*Assigned task:*
Every line from the one bearing "Exercise. Point to every instance of the ponytail" through the last line of the entries should be printed exactly, with no other output.
**** Input for this task ****
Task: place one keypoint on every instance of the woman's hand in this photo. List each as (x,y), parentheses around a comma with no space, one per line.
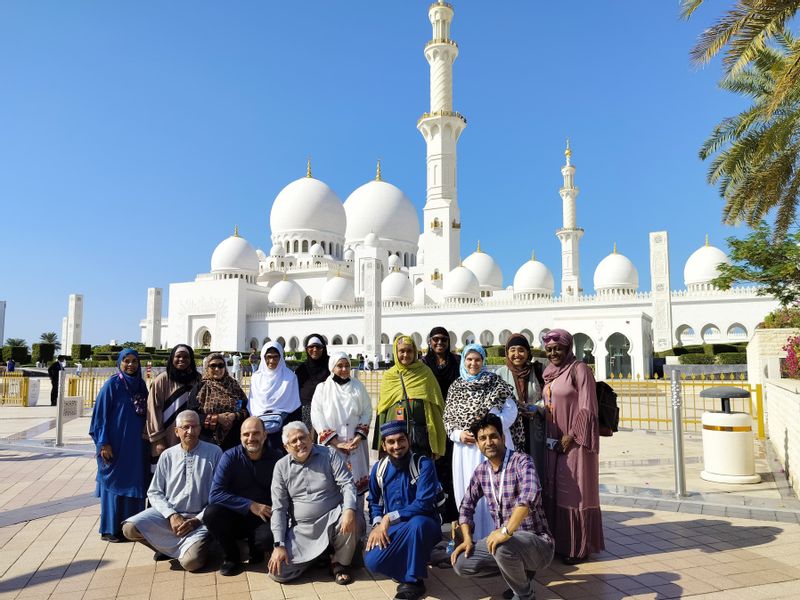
(467,438)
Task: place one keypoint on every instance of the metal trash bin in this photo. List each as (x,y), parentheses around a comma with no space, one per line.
(728,455)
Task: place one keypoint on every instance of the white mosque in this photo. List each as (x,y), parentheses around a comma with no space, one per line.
(363,271)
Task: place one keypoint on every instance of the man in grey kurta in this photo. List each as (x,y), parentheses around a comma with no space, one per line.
(313,484)
(173,525)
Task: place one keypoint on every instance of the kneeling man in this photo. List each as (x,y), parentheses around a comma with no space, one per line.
(402,507)
(178,495)
(314,486)
(521,541)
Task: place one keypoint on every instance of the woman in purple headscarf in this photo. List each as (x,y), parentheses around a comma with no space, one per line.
(572,471)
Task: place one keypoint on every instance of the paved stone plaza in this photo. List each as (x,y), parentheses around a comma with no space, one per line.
(722,542)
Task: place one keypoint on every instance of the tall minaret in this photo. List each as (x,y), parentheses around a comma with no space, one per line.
(569,234)
(441,128)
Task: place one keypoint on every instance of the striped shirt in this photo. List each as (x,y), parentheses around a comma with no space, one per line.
(513,485)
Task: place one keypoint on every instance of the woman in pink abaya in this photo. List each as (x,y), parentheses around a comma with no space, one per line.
(571,478)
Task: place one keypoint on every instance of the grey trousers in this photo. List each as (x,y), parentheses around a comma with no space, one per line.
(344,546)
(516,560)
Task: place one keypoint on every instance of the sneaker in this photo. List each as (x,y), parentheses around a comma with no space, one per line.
(230,568)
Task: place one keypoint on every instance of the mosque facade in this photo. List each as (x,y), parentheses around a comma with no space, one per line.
(364,270)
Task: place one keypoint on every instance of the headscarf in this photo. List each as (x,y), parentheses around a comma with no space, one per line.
(189,374)
(273,389)
(521,374)
(420,384)
(313,371)
(135,385)
(563,338)
(465,375)
(447,372)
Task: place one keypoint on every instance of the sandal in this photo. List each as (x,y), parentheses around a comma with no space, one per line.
(341,575)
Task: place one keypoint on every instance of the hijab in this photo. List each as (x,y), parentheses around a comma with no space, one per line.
(313,371)
(273,389)
(563,338)
(135,385)
(521,374)
(186,376)
(465,375)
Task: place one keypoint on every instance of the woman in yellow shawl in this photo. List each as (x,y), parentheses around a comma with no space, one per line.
(409,392)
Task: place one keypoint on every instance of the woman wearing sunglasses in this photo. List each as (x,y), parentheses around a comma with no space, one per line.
(220,402)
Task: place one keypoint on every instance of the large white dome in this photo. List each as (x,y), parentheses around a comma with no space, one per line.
(703,265)
(383,209)
(286,294)
(486,270)
(234,255)
(396,287)
(307,204)
(616,273)
(461,284)
(337,291)
(534,278)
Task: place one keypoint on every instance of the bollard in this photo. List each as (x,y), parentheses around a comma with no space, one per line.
(677,434)
(62,380)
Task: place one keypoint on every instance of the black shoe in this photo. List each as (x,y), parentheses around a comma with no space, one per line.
(230,568)
(410,591)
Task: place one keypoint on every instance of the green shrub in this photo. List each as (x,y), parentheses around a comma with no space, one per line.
(732,358)
(81,351)
(43,353)
(696,358)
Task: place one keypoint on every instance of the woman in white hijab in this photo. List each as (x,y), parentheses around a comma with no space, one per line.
(274,394)
(341,412)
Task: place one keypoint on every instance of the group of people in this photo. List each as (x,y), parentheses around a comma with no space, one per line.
(511,455)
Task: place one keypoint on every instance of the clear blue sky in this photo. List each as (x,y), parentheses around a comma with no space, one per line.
(135,135)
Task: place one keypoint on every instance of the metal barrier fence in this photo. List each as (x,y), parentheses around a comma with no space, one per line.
(643,403)
(13,389)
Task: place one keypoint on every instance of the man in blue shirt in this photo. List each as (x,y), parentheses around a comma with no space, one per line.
(240,503)
(405,524)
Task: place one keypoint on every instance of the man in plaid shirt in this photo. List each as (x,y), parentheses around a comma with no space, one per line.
(521,542)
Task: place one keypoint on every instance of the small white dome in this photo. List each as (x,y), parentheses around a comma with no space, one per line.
(337,291)
(307,204)
(383,209)
(703,265)
(534,278)
(461,284)
(286,294)
(616,273)
(235,255)
(371,240)
(396,287)
(486,270)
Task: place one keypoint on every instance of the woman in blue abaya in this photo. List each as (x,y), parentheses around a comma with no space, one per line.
(122,451)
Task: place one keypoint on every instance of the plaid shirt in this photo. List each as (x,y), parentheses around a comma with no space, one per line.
(520,488)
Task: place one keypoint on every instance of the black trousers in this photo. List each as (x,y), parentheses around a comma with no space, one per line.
(229,526)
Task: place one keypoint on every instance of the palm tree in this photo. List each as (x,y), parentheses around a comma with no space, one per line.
(745,30)
(50,337)
(757,163)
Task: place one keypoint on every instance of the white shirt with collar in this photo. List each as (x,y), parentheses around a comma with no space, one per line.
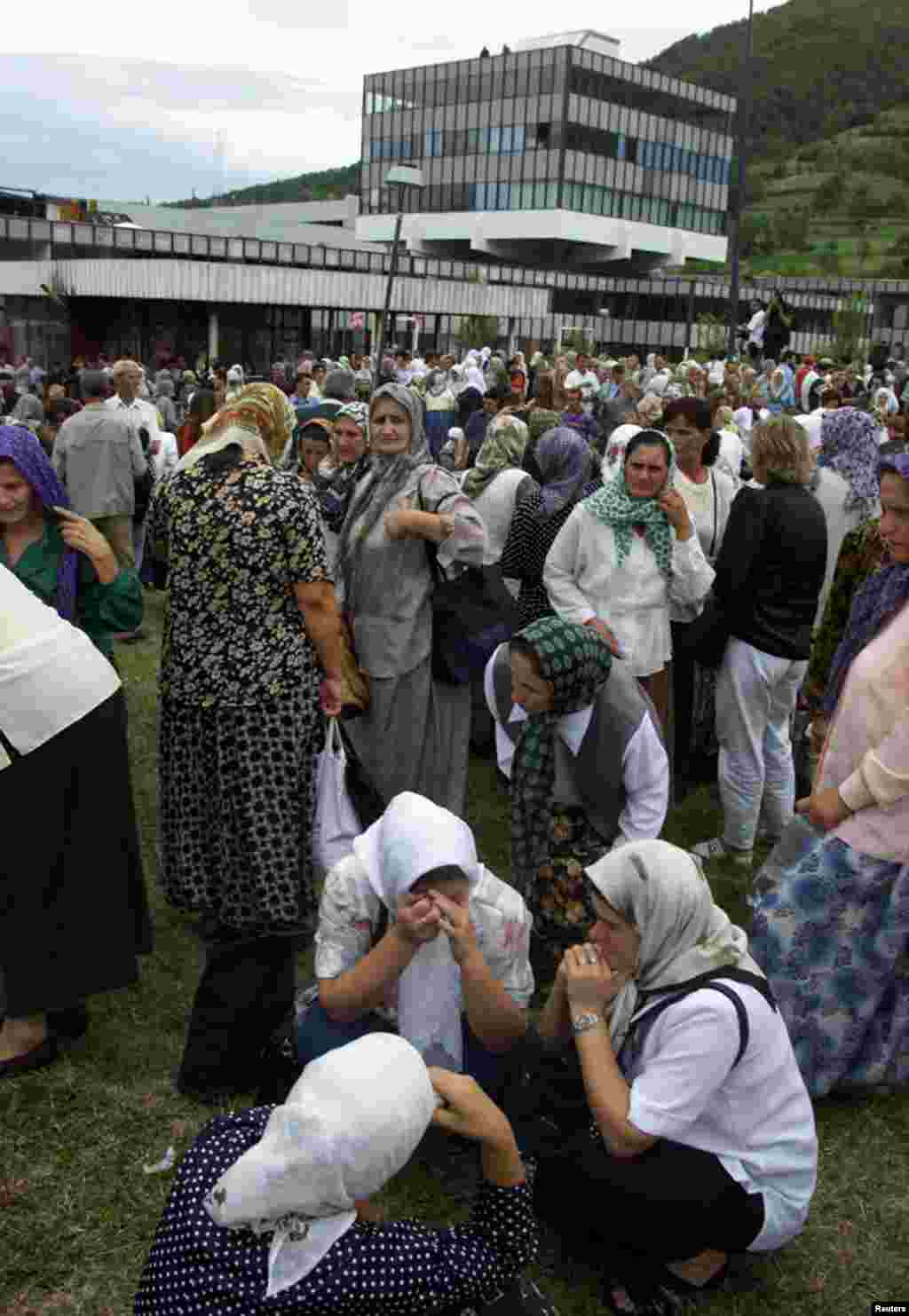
(644,765)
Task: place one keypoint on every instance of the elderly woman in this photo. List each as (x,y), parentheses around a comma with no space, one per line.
(702,1140)
(59,556)
(65,765)
(846,482)
(440,409)
(250,623)
(582,749)
(270,1207)
(414,926)
(770,574)
(414,737)
(564,466)
(833,928)
(707,493)
(625,556)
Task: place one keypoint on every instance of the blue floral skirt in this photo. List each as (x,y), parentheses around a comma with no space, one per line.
(832,934)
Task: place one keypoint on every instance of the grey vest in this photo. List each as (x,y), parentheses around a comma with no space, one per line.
(598,776)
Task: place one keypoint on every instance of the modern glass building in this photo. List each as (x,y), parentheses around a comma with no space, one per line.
(557,153)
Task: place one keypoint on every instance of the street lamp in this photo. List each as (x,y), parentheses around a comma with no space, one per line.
(399,177)
(745,124)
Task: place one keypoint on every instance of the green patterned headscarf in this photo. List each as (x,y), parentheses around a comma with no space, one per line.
(577,662)
(503,446)
(614,507)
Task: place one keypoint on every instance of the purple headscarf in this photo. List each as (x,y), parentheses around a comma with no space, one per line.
(849,445)
(881,598)
(565,465)
(22,449)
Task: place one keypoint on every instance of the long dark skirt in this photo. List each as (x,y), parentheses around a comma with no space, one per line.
(236,812)
(74,912)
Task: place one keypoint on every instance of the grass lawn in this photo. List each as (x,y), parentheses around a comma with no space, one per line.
(79,1212)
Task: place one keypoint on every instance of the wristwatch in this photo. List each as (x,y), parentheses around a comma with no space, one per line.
(584,1023)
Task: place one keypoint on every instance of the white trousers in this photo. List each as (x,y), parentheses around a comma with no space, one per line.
(755,699)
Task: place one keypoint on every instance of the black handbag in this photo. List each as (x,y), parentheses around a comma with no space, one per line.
(707,637)
(472,615)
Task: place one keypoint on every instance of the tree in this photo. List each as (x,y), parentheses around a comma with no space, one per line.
(850,321)
(477,330)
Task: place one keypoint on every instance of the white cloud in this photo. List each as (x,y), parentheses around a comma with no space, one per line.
(278,82)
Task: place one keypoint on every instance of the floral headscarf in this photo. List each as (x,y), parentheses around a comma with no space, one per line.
(617,508)
(849,445)
(684,934)
(503,446)
(22,449)
(881,598)
(388,478)
(564,462)
(337,488)
(264,409)
(577,664)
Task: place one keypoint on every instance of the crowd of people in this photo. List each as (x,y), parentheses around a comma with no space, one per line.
(691,561)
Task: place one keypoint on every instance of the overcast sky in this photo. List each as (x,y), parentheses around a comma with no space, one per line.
(127,103)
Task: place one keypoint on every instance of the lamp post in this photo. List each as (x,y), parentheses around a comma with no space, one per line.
(745,122)
(400,177)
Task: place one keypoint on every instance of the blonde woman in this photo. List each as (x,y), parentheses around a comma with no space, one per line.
(770,574)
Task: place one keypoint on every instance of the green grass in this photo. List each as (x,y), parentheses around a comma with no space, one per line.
(79,1214)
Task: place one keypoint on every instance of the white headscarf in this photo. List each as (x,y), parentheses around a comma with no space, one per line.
(351,1122)
(664,894)
(413,837)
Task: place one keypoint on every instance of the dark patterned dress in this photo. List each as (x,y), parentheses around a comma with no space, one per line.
(239,697)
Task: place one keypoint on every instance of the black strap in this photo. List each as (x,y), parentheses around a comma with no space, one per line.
(713,542)
(651,1013)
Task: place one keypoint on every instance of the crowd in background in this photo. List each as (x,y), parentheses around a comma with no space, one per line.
(704,575)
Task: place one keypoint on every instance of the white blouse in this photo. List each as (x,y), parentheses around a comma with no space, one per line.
(584,579)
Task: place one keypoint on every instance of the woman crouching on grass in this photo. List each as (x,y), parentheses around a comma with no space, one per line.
(702,1141)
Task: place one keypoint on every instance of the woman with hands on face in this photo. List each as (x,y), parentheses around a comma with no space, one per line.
(702,1132)
(413,924)
(625,556)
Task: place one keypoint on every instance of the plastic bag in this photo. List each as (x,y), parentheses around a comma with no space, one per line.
(336,823)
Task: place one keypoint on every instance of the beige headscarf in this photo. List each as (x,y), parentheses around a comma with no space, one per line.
(663,893)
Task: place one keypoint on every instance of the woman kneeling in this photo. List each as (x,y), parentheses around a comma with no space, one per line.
(414,924)
(704,1138)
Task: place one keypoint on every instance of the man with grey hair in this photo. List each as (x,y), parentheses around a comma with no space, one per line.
(98,458)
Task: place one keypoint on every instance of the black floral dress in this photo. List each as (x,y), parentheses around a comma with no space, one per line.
(239,697)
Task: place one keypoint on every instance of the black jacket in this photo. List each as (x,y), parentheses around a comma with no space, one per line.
(771,567)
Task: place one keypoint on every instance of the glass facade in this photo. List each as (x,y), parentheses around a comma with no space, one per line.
(563,128)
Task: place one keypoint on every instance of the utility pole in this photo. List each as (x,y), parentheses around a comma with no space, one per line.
(738,203)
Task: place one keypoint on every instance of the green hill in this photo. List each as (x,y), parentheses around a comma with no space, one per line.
(326,185)
(819,66)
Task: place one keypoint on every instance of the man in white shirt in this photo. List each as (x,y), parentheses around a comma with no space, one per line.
(140,414)
(589,382)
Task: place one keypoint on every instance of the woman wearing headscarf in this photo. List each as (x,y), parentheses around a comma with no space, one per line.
(202,408)
(582,748)
(563,465)
(770,574)
(846,481)
(440,409)
(623,556)
(250,626)
(270,1207)
(414,737)
(74,909)
(163,402)
(497,482)
(702,1141)
(832,929)
(59,556)
(414,924)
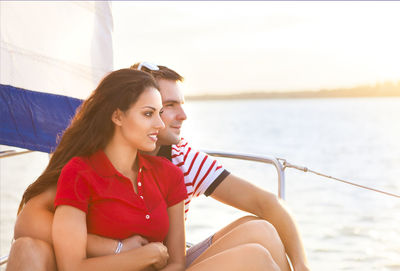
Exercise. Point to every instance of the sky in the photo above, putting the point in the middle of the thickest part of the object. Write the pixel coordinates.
(231, 47)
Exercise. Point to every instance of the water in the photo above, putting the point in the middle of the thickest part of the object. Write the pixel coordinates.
(343, 227)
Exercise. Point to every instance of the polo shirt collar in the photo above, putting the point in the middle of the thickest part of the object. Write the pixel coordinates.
(101, 164)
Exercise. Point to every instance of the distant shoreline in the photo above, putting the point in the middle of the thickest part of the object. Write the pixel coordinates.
(379, 90)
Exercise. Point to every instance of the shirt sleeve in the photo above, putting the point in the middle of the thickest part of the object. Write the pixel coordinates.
(200, 170)
(72, 187)
(176, 186)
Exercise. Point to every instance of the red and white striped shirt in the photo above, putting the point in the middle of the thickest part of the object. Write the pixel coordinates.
(202, 173)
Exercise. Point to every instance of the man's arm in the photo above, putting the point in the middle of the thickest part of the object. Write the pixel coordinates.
(36, 219)
(245, 196)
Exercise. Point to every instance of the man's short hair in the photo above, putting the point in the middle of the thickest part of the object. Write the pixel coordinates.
(162, 72)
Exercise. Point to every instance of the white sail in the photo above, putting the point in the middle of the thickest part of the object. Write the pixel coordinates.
(62, 47)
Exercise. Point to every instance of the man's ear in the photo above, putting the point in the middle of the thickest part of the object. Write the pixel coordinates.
(116, 117)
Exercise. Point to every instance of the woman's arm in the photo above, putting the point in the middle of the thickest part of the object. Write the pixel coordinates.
(175, 240)
(70, 241)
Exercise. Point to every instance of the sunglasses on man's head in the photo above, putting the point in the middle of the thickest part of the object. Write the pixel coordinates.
(148, 65)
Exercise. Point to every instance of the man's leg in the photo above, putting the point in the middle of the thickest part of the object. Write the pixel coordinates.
(31, 254)
(233, 225)
(243, 257)
(248, 231)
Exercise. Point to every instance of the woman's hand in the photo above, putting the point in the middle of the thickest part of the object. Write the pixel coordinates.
(135, 241)
(161, 252)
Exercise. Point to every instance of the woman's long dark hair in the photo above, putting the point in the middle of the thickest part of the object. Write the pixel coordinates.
(92, 128)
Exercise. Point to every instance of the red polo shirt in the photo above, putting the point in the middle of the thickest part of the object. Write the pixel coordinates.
(112, 207)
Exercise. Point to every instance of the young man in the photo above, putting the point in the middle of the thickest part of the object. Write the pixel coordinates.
(32, 249)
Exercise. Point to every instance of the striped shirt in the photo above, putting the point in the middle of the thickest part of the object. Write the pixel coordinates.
(202, 173)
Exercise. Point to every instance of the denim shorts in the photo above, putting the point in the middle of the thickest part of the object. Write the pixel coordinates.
(195, 251)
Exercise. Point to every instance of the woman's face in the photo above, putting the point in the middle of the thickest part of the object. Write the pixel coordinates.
(140, 124)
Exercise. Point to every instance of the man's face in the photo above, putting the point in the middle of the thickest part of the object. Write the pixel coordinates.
(173, 114)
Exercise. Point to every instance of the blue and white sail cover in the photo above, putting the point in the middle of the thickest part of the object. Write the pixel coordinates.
(50, 52)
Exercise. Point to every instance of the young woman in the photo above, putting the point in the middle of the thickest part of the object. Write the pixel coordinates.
(106, 187)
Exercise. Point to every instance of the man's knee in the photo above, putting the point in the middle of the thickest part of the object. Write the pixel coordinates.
(260, 227)
(258, 256)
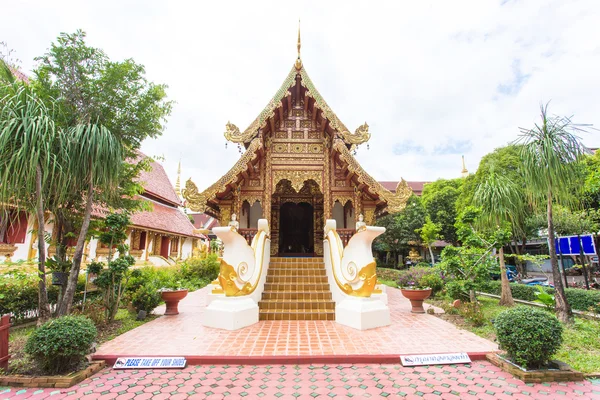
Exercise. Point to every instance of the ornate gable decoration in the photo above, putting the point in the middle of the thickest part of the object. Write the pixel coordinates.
(395, 201)
(360, 135)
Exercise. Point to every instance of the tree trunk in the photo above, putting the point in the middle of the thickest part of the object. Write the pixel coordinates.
(506, 295)
(67, 300)
(43, 307)
(431, 254)
(563, 309)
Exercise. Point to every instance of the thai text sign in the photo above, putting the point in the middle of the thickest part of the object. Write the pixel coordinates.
(434, 359)
(149, 362)
(571, 245)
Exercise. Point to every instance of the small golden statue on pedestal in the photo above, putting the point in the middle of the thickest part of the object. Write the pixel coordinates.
(360, 224)
(234, 224)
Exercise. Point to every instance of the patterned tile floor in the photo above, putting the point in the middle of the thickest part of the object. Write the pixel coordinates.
(184, 335)
(480, 380)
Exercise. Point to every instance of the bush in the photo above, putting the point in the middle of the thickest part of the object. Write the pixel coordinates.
(206, 269)
(146, 298)
(61, 344)
(434, 281)
(458, 290)
(529, 336)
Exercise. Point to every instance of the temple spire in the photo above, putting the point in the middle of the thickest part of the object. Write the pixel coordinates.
(299, 61)
(464, 173)
(178, 181)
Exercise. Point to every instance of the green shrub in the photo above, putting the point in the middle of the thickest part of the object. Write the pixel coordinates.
(201, 268)
(472, 313)
(61, 344)
(530, 336)
(434, 281)
(579, 299)
(146, 298)
(458, 290)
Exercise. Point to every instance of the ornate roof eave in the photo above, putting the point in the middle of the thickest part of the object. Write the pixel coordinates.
(199, 201)
(233, 133)
(395, 201)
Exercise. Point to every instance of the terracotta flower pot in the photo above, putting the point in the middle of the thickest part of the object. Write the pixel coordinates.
(172, 298)
(416, 297)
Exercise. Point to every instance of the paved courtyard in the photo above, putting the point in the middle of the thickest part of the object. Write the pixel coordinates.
(481, 380)
(184, 335)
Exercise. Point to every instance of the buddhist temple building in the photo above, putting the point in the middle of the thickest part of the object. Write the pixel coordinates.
(297, 171)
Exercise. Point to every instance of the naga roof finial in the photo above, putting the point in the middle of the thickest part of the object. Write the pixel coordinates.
(299, 61)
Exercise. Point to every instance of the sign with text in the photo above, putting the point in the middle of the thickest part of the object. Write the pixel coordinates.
(435, 359)
(571, 245)
(149, 362)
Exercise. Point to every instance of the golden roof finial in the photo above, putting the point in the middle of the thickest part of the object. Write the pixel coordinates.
(464, 173)
(299, 61)
(178, 181)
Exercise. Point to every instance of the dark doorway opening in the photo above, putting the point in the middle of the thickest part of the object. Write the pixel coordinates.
(296, 229)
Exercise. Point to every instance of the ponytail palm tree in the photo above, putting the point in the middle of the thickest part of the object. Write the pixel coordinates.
(501, 203)
(95, 157)
(550, 154)
(29, 165)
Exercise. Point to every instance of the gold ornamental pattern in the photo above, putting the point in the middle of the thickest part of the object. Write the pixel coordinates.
(395, 201)
(197, 201)
(297, 178)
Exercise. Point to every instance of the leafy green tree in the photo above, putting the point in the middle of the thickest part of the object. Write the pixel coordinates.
****
*Task output:*
Exercise. Point to every instance of the ponytail palm tree in the photo above, putting the point in the middle of the thickest part of the object. Write the pixel coordinates.
(501, 203)
(95, 157)
(550, 154)
(29, 165)
Exercise. Point to every instance of the gold ornamental pattern in the photo above, putting the point in the middle of the thickest part of the object. Write the pixel coordinates.
(395, 201)
(197, 201)
(297, 178)
Exercise. Point to every instance of the leafy green tree in the photo above, putting the point in the middle of the thickest part of the object. Write the pixel coordinates.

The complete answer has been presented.